AIM OF THE TASK »
Identify every line in the entries below that contains the word "gray" and copy each of those lines.

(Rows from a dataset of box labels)
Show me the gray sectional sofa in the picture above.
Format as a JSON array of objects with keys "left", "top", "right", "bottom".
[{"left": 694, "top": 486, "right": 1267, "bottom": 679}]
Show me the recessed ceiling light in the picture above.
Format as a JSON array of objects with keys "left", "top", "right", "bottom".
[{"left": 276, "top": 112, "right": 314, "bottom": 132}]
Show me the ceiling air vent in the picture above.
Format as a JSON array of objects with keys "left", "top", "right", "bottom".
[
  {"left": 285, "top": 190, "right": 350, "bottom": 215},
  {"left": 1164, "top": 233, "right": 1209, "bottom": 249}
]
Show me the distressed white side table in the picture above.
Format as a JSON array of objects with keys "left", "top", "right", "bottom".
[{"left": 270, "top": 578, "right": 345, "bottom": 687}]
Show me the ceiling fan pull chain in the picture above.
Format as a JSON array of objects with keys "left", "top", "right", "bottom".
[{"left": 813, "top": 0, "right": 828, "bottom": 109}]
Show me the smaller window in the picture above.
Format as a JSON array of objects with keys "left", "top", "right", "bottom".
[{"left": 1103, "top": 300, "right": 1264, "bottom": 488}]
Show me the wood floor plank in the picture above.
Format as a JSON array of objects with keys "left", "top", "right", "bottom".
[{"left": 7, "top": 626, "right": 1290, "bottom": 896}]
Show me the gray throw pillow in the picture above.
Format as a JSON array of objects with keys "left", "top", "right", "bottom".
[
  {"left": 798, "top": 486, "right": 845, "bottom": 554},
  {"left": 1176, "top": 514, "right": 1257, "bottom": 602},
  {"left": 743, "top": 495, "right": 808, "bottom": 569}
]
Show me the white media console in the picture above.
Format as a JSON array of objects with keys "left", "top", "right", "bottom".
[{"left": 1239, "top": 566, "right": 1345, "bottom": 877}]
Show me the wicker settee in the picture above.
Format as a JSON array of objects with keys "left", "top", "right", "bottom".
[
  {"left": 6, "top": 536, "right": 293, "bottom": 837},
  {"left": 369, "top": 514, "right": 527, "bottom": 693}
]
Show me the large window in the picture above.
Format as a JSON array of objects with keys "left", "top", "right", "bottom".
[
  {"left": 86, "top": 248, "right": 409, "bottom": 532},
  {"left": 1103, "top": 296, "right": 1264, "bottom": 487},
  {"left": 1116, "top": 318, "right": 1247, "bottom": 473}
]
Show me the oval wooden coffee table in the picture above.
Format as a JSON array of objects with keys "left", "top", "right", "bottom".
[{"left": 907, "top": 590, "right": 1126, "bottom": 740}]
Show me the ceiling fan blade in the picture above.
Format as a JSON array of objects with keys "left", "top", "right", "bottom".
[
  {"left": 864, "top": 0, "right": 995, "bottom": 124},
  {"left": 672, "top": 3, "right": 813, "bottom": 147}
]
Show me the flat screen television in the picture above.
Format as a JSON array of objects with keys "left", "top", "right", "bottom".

==

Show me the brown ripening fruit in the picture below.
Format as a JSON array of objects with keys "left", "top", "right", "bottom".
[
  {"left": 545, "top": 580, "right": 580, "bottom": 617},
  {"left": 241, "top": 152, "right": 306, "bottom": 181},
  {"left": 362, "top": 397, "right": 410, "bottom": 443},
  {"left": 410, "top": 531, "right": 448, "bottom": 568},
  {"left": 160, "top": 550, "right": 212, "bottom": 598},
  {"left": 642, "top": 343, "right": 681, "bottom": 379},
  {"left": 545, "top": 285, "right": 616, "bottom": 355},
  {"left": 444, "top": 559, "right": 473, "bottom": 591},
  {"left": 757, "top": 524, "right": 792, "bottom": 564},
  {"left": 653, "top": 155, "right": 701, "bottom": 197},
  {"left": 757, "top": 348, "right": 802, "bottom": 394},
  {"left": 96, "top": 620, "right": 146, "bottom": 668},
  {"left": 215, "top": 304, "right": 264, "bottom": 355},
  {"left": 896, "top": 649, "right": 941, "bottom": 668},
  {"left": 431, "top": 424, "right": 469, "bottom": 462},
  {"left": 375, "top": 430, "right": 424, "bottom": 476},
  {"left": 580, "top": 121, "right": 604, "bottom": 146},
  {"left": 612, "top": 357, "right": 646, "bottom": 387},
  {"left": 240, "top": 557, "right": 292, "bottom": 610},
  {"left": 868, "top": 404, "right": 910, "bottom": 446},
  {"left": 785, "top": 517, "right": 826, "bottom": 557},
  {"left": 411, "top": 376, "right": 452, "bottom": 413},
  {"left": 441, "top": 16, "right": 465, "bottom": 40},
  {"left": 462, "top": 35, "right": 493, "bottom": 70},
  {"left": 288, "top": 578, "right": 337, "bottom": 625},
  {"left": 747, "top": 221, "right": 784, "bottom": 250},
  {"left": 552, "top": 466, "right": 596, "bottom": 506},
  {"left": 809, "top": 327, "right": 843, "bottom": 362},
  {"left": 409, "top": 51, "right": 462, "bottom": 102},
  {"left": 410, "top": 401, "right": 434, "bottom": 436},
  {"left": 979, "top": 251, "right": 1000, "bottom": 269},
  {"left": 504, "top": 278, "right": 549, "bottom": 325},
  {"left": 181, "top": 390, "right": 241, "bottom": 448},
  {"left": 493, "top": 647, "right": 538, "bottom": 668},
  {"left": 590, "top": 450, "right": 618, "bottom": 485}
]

EXPECTED ANSWER »
Show me the gray sectional sofa in the picture above.
Show me the gray throw pillow in the picture above.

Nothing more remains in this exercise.